» **Problem description**: Retype exactly, and only, the lines from the one that contains "Q: Find one point on every instance of the wooden" through the final line of the entries.

» **Data for the task**:
——————————

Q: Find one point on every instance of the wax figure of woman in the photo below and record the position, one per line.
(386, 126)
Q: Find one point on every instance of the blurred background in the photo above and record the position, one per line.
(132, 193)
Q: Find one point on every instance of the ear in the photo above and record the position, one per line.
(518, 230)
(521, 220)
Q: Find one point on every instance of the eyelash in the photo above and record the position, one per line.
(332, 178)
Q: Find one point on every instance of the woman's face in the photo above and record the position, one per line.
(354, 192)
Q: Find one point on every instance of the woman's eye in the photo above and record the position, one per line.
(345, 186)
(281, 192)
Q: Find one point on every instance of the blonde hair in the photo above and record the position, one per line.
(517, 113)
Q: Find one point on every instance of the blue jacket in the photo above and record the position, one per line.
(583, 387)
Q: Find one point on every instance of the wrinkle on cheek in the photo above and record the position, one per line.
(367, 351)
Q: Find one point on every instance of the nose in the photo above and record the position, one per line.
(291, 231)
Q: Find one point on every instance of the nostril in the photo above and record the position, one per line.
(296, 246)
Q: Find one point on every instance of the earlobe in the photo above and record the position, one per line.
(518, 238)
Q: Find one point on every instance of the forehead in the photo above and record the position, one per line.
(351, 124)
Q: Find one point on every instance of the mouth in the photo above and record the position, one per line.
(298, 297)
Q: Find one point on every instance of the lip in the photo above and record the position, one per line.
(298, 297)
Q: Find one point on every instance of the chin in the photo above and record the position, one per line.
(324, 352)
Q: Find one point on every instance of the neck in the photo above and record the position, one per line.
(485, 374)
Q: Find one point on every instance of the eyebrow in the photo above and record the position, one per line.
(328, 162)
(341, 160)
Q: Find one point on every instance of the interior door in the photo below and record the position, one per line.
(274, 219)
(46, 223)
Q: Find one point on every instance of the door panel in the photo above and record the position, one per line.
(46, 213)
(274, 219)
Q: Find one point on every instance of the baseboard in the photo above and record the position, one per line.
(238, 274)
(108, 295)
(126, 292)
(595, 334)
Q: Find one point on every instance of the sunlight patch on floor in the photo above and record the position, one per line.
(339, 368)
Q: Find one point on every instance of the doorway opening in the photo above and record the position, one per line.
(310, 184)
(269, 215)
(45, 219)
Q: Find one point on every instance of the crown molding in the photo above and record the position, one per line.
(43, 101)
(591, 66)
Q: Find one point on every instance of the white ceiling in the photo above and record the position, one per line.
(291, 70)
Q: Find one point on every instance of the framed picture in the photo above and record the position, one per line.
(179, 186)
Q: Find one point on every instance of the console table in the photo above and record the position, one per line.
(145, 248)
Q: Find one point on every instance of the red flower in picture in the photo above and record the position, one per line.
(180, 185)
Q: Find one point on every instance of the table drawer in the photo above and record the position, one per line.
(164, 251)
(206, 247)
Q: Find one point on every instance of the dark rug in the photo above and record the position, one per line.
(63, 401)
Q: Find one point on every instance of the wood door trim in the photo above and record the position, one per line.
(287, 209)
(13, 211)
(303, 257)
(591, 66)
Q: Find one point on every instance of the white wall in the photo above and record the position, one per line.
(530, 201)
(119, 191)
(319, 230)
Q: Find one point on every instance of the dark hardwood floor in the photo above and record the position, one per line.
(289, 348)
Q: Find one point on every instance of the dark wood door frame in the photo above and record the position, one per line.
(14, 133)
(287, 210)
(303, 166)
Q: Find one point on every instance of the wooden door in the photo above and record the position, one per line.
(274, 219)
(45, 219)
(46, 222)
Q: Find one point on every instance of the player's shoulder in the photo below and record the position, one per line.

——————————

» **Completed task**:
Q: Find one point on every instance of the wooden door in the photo above and record the position, one per line.
(274, 219)
(45, 219)
(46, 222)
Q: Find one point on every instance of the player's shoulder in the photo below and record the position, one per line.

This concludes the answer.